TASK OBJECTIVE: Every line below between the line holding "Objective — one dot on each instance of the white cloud" and the line holding "Objective — one dot on each instance of the palm", inclusive, should be repeated exactly, and all other lines omitted.

INPUT:

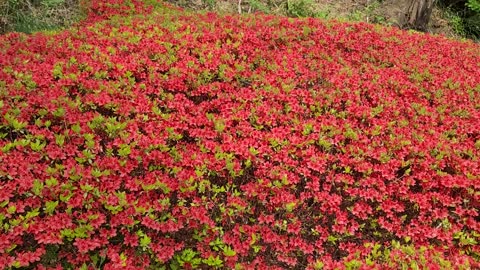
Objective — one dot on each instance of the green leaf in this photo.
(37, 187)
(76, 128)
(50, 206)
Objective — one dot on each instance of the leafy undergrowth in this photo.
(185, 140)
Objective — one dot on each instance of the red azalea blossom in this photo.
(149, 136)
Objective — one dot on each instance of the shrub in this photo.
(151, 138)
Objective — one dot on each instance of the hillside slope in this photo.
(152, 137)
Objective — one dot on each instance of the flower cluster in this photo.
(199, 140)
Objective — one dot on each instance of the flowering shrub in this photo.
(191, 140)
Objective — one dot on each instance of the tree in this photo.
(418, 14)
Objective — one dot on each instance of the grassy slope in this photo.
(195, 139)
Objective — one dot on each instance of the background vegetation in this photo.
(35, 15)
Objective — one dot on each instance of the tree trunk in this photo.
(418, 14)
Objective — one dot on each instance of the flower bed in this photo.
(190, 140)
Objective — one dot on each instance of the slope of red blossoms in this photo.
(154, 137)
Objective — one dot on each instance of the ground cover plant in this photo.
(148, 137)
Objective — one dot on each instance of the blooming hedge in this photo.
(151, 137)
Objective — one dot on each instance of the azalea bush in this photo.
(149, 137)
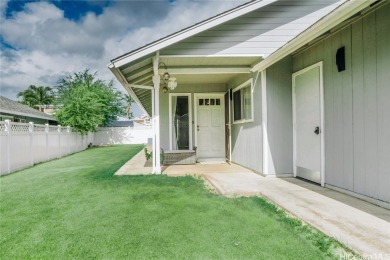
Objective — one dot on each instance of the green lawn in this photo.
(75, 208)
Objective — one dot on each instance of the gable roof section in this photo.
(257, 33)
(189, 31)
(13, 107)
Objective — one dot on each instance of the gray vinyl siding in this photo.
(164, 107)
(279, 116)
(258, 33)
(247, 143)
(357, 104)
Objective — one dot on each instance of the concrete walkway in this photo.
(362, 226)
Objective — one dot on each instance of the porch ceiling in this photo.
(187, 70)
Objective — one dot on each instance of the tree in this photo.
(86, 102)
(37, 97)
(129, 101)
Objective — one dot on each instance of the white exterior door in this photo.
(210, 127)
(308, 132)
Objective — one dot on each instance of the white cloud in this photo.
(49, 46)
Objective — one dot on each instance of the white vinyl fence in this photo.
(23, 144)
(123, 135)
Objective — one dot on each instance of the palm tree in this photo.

==

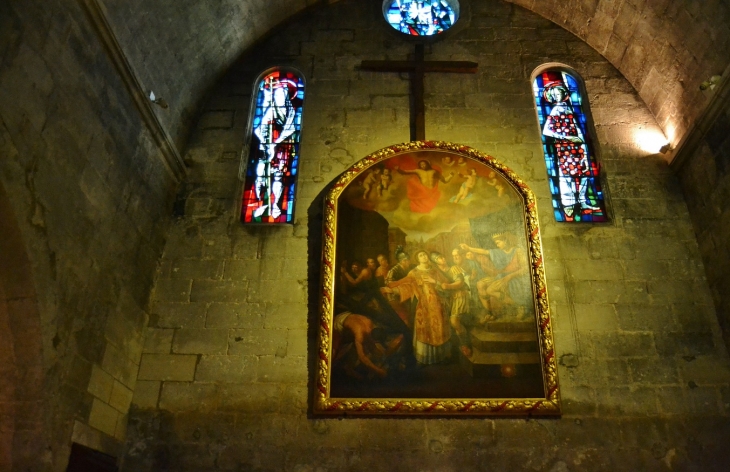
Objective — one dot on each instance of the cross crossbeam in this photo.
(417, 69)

RESPONSE AREA:
Objective — one dot on each instance of the white cloud in this photo.
(49, 46)
Objective — one dot on each instance of the white vinyl fence in this photo.
(23, 144)
(123, 135)
Objective — one dot on each instance of the palm tree in this photo.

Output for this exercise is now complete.